1. La leggenda nera del Ddl Carlucci


Il Ddl 2195 proposto dall’on. Gabriella Carlucci nel marzo 2009, non interessa solo in sé ma anche per le polemiche che ha immediatamente suscitato sulla rete. Poche ore dopo la sua presentazione, già piovevano gli anatemi e le condanne su molti blog, che ripetevano il solito ritornello del pericolo dell’imbavagliamento di internet. Ha iniziato un tal Ukoku, anonimo ottantenne il cui nome ci ha portato da una cliccata all’altra a uno strano sito titolato Kabalarian; ha proseguito un politico verde che vede progetti autoritari in ogni proposta dalla coalizione avversaria, ma nulla ha da eccepire – scorrendo le sue iniziative e un appello da lui sottoscritto su internet - nei confronti dell’occupazione israeliana dei territori palestinesi; ed è seguito poi il fiume dei più o meno ingenui bloggers di professione, all’insegna dello slogan sessantottino “vietato vietare”.

Ma a chi giova l’assenza di regolazione della rete? A chi giova l’anarchia di internet? Al giovane che vuole dire a viso aperto e secondo coraggio civile, la sua sulle grandi questioni politiche dei nostri tempi, firmando i suoi interventi nel suo blog? Al giornalista “fuori del coro” che scarica sulla rete quel che non riesce a farsi pubblicare dalle grandi testate nazionali? A chi usa internet veramente come spazio irrinunciabile della sua libertà?
No, e per due motivi. Innanzitutto perché il Ddl Carlucci è un progetto di legge “pulito” che non vuole proporre norme penali specifiche al settore, ma invece eliminare almeno due ostacoli fondamentali per una vera libertà della rete: la fine dell’anonimato, secondo regole di trasparenza che oggi mancano, e il richiamo forte alla doverosa applicazione anche a internet del codice penale per quel che attiene il reato di diffamazione: una diffamazione permanentizzata dallo strumento internet, e dunque assai più grave che quella sul cartaceo una tantum: vulnus micidiale che i soliti anonimi utilizzano nei confronti di chi pubblica in rete riflessioni, studi veramente fuori del coro – quelli “negazionisti” sono solo una parte - commenti politici a loro non graditi.
Il secondo motivo che spinge a riflettere prima di salire sul facile carro della “ribellione” internet, è che le critiche contro il Ddl 2195 sono nella maggior parte qualunquiste e, diciamolo pure, un po’ idiote: c’è chi fa paragoni poetizzanti e pseudo sociologici fra internet e la “strada” (come se peraltro, a difesa della libertà degli altri, non si dovessero rispettare in strada alcune regole e i codici non vi dovessero essere applicati), chi imbroglia le carte travisando il testo del disegno di legge, chi denuncia pericoli inesistenti che possono provenire solo dal codice esistente e dalle sue leggi, e non dalla loro estensione alla rete.
Leggiamo così l’art. 2.

● **OBIETTIVO A**
Secondo il brano sul Ddl Carlucci, in che mese e anno l'on. Gabriella Carlucci ha proposto il Ddl 2195?
Il brano e le righe non hanno alcun legame tra loro.

● **DATI FORNITI**
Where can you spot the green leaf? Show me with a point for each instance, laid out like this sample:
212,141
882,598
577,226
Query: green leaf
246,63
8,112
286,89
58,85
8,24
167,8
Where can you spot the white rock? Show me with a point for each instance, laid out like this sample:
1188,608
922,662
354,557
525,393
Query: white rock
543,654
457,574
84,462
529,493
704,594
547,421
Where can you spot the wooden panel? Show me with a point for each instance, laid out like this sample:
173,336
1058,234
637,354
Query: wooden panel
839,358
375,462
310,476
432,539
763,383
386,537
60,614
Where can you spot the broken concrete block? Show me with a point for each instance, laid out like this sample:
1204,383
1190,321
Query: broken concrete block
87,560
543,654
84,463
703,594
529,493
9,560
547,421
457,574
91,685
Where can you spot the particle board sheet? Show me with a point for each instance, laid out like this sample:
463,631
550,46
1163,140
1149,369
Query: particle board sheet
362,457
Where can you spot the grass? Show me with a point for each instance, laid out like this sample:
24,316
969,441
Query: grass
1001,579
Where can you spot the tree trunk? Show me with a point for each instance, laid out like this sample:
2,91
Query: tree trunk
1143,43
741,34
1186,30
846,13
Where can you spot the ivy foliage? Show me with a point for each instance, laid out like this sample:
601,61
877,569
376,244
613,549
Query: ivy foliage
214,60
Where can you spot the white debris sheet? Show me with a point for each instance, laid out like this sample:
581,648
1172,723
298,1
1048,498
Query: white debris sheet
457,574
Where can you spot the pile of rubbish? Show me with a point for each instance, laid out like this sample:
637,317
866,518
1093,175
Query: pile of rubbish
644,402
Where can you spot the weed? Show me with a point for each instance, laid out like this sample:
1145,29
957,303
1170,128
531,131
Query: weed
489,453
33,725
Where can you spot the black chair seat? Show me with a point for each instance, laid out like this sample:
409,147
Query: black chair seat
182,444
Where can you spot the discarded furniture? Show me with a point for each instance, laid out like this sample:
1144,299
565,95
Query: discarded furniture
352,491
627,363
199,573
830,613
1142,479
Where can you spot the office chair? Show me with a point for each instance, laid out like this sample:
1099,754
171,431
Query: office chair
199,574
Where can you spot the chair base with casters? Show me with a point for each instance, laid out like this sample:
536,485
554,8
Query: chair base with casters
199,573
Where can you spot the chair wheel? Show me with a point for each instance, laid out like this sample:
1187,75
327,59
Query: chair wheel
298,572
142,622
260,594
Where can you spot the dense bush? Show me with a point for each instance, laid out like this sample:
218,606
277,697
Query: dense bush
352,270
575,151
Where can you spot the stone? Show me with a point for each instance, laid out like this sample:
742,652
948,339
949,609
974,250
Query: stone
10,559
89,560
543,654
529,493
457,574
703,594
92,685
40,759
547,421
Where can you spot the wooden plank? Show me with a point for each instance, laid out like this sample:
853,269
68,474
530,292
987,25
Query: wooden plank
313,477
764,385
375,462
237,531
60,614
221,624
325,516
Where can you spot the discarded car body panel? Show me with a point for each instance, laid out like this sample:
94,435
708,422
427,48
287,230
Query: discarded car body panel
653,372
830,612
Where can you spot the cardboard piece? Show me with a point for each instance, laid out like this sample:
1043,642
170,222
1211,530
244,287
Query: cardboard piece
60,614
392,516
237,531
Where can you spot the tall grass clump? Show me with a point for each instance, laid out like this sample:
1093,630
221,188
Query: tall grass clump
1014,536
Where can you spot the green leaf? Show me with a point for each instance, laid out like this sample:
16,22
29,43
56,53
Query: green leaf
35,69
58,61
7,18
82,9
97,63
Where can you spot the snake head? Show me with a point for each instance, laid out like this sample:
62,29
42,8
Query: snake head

● **OBIETTIVO B**
Trova e copia ogni riga che contiene la parola "furniture", tenendo conto di maiuscole e minuscole.

● **RISULTATO FINALE A**
Nel marzo 2009.

● **RISULTATO FINALE B**
Where can you spot the discarded furniture? Show me with a point for each instance, laid out like this sample:
Query: discarded furniture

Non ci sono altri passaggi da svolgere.